TASK STATEMENT —
Transcribe the commentary on August equity markets and the L&G Alpha Trust in full, reproducing every word and figure without alteration.

EXTRACT TO READ —
####
The steady march higher for equity markets continued in August despite government bond yields grinding higher. Policy support remains favourable for equity investors, though economic recovery momentum appears to have stalled and COVID-19 cases continue to intermittently spike and decline around the world. From a bottom-up perspective, encouragingly we’ve started to see a gradual stream of companies begin to recommence dividend payments, which suggests some improvement in underlying business confidence.
The FTSE All Share Index reported a gain of +2.4%, which reflected relative underperformance against global indices. UK equity valuations are undemanding, though Brexit worries persist and market bias towards value sectors has not been helpful year-to-date (YTD). For sector performance, consumer services, industrials and technology led returns. Utilities, healthcare and energy industries were all weak in the period.
The L&G Alpha Trust delivered a positive return of +5.1% in August. Stock selection and sector allocation both made positive contributions to performance. For allocation, the portfolio benefitted from its overweight positioning to consumer services and underweight in utilities and consumer goods. Stock selection within consumer services and financials made the most notable positive contribution. At the individual company level, ASOS, Aveva Group, Wizz Air, JD Sports and Ocado Group outperformed. Balfour Beatty and Network International were the noteworthy detractors. For trading activity, we introduced new positions in 3i Group and Coca Cola HBC. Holdings of Savannah Energy, Sigmaroc and Tatton Asset Management were all sold.
####
DATASET RECORDS —
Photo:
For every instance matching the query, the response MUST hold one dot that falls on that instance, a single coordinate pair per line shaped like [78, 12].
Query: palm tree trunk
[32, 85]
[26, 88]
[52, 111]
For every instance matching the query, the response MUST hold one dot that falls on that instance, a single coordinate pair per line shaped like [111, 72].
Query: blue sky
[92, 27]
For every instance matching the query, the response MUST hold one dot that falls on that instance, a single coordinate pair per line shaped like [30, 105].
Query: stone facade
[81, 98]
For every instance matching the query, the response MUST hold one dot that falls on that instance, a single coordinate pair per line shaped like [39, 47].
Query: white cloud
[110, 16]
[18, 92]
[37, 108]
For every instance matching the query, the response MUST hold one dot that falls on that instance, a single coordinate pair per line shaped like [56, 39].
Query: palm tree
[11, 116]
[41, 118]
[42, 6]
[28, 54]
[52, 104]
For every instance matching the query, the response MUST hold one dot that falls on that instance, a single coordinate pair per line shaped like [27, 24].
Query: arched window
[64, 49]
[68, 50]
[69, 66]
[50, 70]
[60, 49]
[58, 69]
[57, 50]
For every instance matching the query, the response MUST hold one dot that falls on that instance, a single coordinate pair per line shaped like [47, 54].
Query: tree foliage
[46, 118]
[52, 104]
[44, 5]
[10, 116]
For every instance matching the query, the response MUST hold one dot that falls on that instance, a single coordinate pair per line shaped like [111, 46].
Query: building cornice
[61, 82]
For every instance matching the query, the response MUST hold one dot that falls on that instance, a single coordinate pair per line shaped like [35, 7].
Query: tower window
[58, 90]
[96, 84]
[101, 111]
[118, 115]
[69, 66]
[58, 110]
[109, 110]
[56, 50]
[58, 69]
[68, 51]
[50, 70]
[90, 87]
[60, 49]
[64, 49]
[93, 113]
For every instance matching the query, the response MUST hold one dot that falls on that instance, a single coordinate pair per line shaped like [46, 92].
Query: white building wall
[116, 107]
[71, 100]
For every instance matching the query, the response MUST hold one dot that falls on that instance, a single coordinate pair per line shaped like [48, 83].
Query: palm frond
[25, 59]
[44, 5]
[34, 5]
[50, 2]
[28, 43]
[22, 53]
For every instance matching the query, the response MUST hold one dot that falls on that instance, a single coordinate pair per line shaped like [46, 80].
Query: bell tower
####
WRITTEN SOLUTION —
The steady march higher for equity markets continued in August despite government bond yields grinding higher. Policy support remains favourable for equity investors, though economic recovery momentum appears to have stalled and COVID-19 cases continue to intermittently spike and decline around the world. From a bottom-up perspective, encouragingly we’ve started to see a gradual stream of companies begin to recommence dividend payments, which suggests some improvement in underlying business confidence.
The FTSE All Share Index reported a gain of +2.4%, which reflected relative underperformance against global indices. UK equity valuations are undemanding, though Brexit worries persist and market bias towards value sectors has not been helpful year-to-date (YTD). For sector performance, consumer services, industrials and technology led returns. Utilities, healthcare and energy industries were all weak in the period.
The L&G Alpha Trust delivered a positive return of +5.1% in August. Stock selection and sector allocation both made positive contributions to performance. For allocation, the portfolio benefitted from its overweight positioning to consumer services and underweight in utilities and consumer goods. Stock selection within consumer services and financials made the most notable positive contribution. At the individual company level, ASOS, Aveva Group, Wizz Air, JD Sports and Ocado Group outperformed. Balfour Beatty and Network International were the noteworthy detractors. For trading activity, we introduced new positions in 3i Group and Coca Cola HBC. Holdings of Savannah Energy, Sigmaroc and Tatton Asset Management were all sold.